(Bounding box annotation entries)
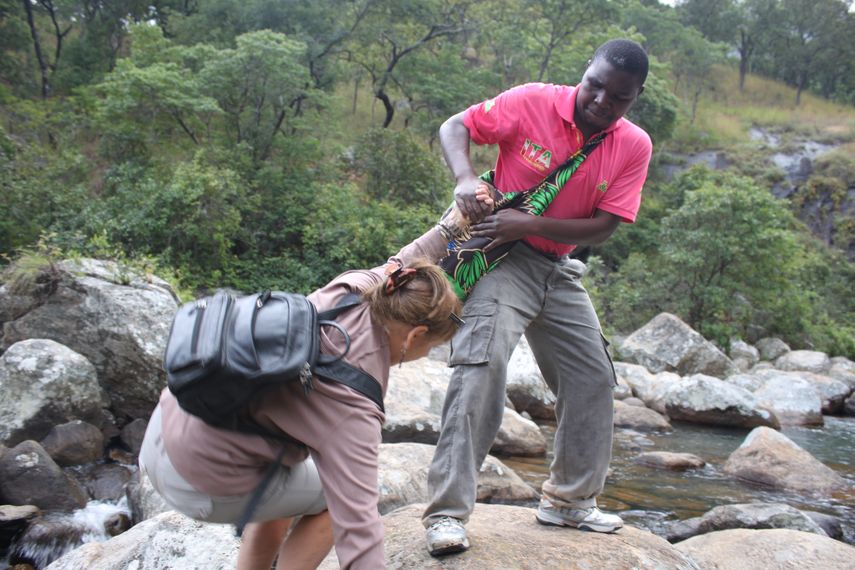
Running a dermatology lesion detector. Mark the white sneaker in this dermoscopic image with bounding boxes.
[535,499,623,532]
[426,517,469,556]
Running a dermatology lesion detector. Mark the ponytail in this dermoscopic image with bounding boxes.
[364,260,462,340]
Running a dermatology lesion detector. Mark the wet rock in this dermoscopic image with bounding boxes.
[757,370,852,414]
[754,371,823,426]
[0,505,41,552]
[615,362,680,414]
[614,401,673,431]
[664,374,780,428]
[621,313,737,378]
[507,337,555,420]
[120,418,148,456]
[0,339,102,445]
[775,350,831,374]
[378,443,538,514]
[0,441,86,510]
[84,463,133,501]
[730,339,760,372]
[724,427,849,495]
[48,511,240,570]
[755,337,790,361]
[802,511,844,540]
[0,259,178,423]
[614,376,644,405]
[320,504,697,570]
[41,420,104,466]
[635,451,707,471]
[490,408,546,457]
[383,358,546,456]
[665,503,827,542]
[125,471,173,523]
[675,529,855,570]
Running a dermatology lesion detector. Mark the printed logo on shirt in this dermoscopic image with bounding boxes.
[520,139,552,170]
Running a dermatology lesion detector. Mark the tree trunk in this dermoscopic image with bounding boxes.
[22,0,50,99]
[376,89,395,129]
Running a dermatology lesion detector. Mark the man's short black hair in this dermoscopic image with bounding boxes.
[591,39,648,85]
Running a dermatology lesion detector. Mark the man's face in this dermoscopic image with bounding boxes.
[574,57,644,136]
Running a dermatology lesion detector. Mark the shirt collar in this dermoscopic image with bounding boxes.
[555,85,623,134]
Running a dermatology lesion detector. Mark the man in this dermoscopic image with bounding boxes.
[423,40,652,556]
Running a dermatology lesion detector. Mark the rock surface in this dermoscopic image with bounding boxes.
[675,529,855,570]
[620,313,737,378]
[41,420,104,467]
[665,503,827,542]
[378,443,539,514]
[47,511,240,570]
[0,259,178,419]
[663,374,780,428]
[318,504,698,570]
[724,427,849,495]
[0,441,87,510]
[0,339,102,445]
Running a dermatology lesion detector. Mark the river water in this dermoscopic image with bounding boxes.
[503,416,855,537]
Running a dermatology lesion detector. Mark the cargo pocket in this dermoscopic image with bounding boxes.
[448,300,498,366]
[600,333,618,386]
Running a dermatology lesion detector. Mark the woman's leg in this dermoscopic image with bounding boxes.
[237,518,292,570]
[276,511,333,570]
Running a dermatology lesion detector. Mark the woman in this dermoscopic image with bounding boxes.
[140,242,461,570]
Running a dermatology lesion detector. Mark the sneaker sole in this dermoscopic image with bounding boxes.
[534,512,623,534]
[428,539,469,557]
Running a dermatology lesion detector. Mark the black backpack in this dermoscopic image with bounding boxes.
[164,291,383,439]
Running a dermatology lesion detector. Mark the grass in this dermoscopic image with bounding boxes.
[668,66,855,150]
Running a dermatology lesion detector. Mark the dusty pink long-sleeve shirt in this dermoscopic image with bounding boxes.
[160,230,445,570]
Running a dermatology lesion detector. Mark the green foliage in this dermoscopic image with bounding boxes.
[353,129,453,207]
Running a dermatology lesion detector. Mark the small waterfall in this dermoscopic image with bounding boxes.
[9,497,130,570]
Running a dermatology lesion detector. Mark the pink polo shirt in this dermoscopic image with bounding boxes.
[463,83,653,255]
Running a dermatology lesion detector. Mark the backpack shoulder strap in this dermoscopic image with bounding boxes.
[313,293,385,413]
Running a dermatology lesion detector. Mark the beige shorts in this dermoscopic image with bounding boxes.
[139,406,327,524]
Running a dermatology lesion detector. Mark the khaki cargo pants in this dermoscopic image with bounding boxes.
[423,243,615,526]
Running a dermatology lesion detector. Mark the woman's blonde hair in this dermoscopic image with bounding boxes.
[364,259,463,341]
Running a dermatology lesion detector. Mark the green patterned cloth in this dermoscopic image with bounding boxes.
[439,133,606,300]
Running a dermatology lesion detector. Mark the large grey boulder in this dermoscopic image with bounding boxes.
[383,358,546,457]
[675,529,855,570]
[320,504,698,570]
[0,259,177,420]
[377,443,539,514]
[125,470,173,523]
[614,362,680,414]
[0,441,87,511]
[614,401,673,431]
[0,339,103,445]
[47,511,240,570]
[729,339,760,372]
[755,337,790,361]
[754,371,823,426]
[620,313,737,378]
[665,503,827,542]
[635,451,707,471]
[756,369,852,414]
[664,374,780,428]
[724,427,850,495]
[775,350,831,374]
[507,337,555,420]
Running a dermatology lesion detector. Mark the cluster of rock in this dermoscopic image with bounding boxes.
[0,260,855,570]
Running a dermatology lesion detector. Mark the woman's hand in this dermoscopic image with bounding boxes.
[469,208,537,251]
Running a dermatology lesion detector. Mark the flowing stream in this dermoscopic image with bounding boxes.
[502,416,855,542]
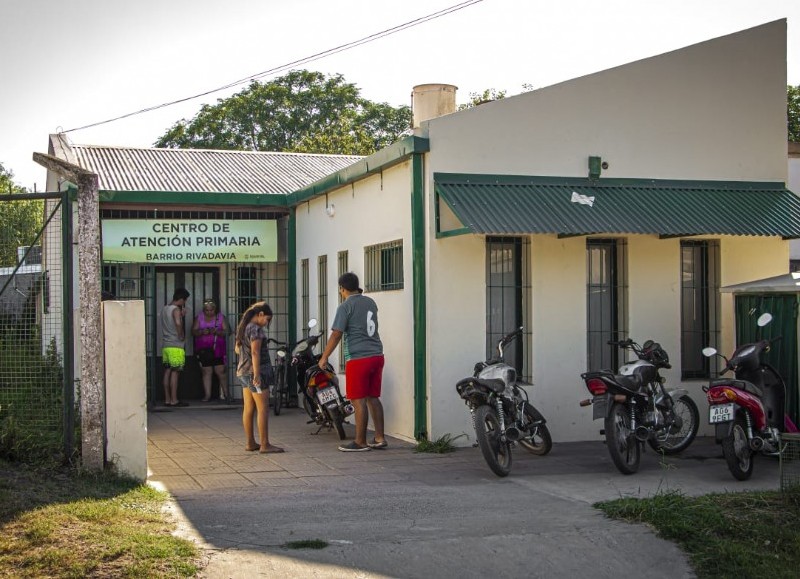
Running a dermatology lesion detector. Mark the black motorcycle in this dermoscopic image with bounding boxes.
[580,339,699,474]
[290,319,355,440]
[456,328,553,476]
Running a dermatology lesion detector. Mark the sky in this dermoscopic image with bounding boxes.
[0,0,800,191]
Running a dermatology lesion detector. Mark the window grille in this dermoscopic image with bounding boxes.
[300,259,310,336]
[586,239,628,370]
[486,237,532,382]
[681,241,719,379]
[317,255,328,351]
[364,239,403,292]
[336,250,350,374]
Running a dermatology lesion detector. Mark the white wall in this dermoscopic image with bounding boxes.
[423,21,788,444]
[296,162,414,439]
[428,20,787,182]
[102,300,147,481]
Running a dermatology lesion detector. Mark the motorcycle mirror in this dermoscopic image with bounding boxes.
[756,313,772,328]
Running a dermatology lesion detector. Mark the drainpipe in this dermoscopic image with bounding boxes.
[286,207,297,391]
[411,153,428,440]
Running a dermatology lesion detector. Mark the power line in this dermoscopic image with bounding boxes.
[61,0,484,133]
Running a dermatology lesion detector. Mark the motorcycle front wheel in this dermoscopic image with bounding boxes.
[272,366,286,416]
[647,395,700,454]
[475,404,511,476]
[328,408,347,440]
[722,412,753,480]
[605,402,642,474]
[519,402,553,456]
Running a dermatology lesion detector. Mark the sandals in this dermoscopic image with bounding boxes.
[339,442,371,452]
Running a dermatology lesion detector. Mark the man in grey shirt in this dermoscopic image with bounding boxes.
[161,288,189,406]
[319,272,386,452]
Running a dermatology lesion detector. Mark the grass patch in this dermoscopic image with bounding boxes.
[595,491,800,579]
[0,461,200,577]
[284,539,328,549]
[414,434,466,454]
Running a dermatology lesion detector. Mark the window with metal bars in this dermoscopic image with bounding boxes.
[317,255,328,350]
[300,259,310,336]
[486,237,532,382]
[364,239,403,292]
[586,239,628,370]
[336,250,350,374]
[681,241,719,380]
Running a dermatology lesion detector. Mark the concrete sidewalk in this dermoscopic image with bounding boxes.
[148,405,779,578]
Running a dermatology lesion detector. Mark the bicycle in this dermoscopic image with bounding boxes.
[267,338,289,416]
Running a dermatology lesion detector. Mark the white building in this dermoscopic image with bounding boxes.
[42,20,800,444]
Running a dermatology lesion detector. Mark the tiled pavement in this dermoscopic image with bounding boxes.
[147,403,488,494]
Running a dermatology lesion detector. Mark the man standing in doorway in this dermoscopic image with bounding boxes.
[319,272,386,452]
[161,288,189,406]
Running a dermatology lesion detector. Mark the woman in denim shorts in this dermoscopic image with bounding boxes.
[236,302,283,454]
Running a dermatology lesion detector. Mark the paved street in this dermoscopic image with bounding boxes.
[148,403,779,578]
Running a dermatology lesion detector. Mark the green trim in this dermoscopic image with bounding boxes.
[287,136,430,207]
[433,173,785,191]
[411,153,428,440]
[100,191,287,207]
[436,227,472,239]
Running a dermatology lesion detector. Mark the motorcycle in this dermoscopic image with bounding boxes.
[703,313,797,480]
[580,339,700,474]
[456,328,553,477]
[290,318,355,440]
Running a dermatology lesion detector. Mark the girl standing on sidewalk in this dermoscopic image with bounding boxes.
[236,302,283,454]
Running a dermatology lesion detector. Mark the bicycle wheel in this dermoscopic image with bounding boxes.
[272,364,286,416]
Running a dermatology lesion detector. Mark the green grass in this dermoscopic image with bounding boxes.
[595,491,800,579]
[0,461,199,577]
[414,434,466,454]
[284,539,328,549]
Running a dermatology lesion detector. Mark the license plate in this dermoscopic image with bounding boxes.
[317,388,338,404]
[708,402,733,424]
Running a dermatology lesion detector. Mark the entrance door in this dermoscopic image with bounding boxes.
[152,267,221,402]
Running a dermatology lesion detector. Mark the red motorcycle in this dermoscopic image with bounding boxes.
[703,314,797,480]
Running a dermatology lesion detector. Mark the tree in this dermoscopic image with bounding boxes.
[786,85,800,142]
[155,70,411,155]
[458,88,506,111]
[0,164,44,267]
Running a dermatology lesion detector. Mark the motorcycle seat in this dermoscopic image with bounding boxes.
[709,378,764,398]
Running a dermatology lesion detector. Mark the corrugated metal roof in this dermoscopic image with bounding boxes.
[434,173,800,238]
[71,145,362,195]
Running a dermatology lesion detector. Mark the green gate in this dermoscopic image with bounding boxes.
[0,192,76,461]
[736,294,800,424]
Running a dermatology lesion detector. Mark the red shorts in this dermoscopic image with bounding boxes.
[344,356,383,400]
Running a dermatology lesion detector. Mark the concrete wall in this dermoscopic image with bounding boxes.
[103,300,147,481]
[422,21,788,444]
[296,162,414,439]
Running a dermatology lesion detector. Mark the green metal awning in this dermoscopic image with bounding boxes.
[433,173,800,239]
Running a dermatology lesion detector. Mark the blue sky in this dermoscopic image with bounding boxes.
[0,0,800,191]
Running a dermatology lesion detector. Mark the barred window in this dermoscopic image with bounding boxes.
[364,239,403,292]
[317,255,328,350]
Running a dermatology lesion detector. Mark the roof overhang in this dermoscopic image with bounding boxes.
[434,173,800,239]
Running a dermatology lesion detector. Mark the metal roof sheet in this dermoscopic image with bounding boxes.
[434,173,800,238]
[71,145,362,195]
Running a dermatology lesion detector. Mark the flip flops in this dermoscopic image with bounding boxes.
[339,442,370,452]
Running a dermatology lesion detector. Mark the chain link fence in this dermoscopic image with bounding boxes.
[0,193,75,461]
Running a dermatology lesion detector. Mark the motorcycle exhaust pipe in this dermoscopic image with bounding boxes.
[506,426,522,442]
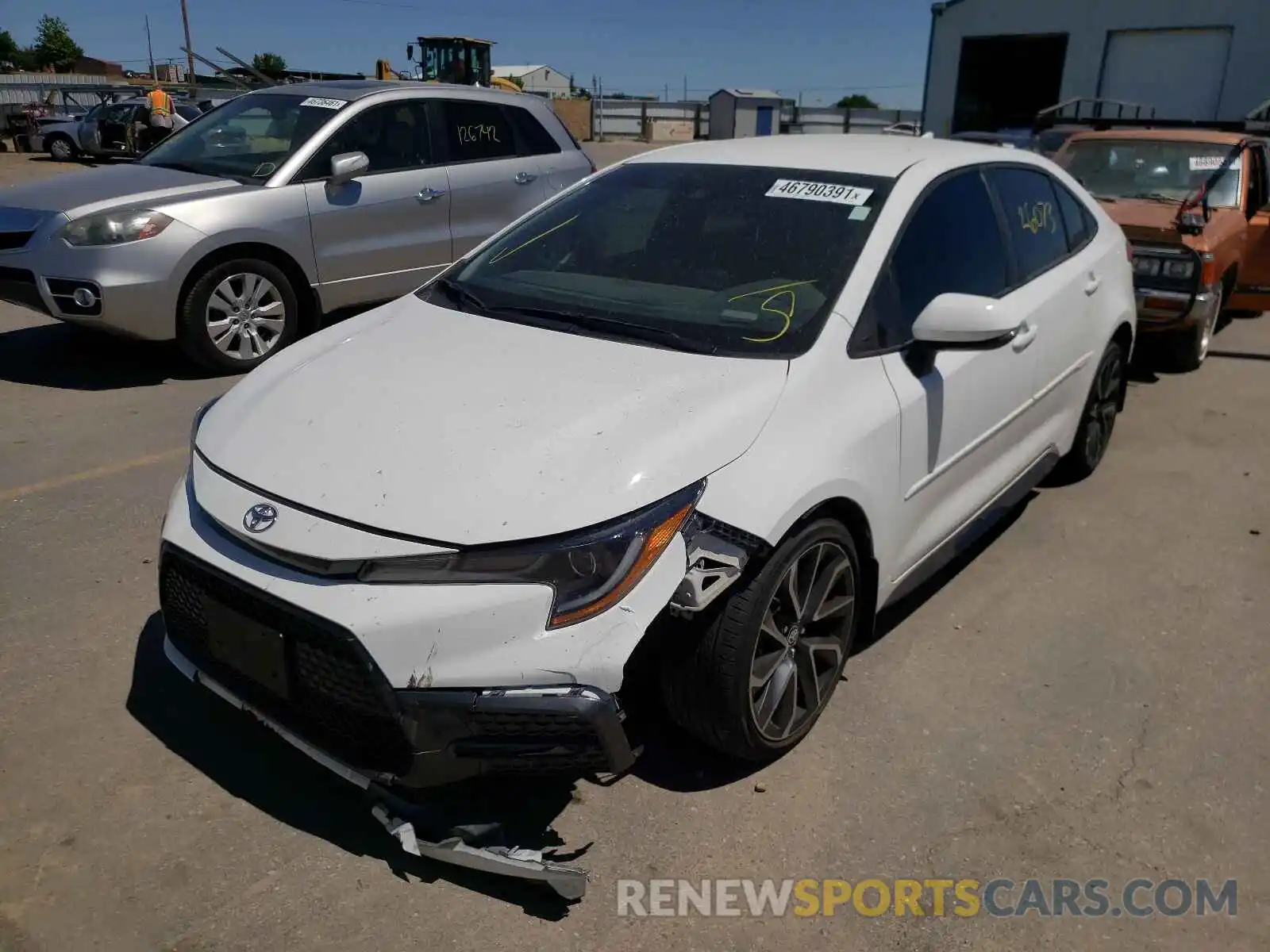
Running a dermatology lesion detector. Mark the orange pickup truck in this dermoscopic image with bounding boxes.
[1054,129,1270,370]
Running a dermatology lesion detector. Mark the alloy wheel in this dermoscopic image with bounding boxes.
[206,274,287,362]
[1084,351,1124,467]
[749,542,856,741]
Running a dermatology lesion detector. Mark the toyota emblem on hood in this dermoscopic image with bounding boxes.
[243,503,278,532]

Request:
Format the records above as a numbered list, starting at the line containing "Running a dermatology lesion detector. Mark the orange" and running through the last line, with both ends included. Leave out any blank lines.

Solution for this task:
1. Running a dermatology lesion detector. Mark the orange pickup truck in this dermoscopic image with bounding boxes.
2. [1054,129,1270,370]
3. Running a dermatology lesion detector. Mark the alloy wheel in this dermoscopic image with bounding boxes.
4. [206,274,287,362]
5. [1084,351,1124,467]
6. [749,542,856,741]
7. Running a dermatology lesion detector. Mark the toyota emblem on hood in this dermoscopic image with bounding boxes.
8. [243,503,278,532]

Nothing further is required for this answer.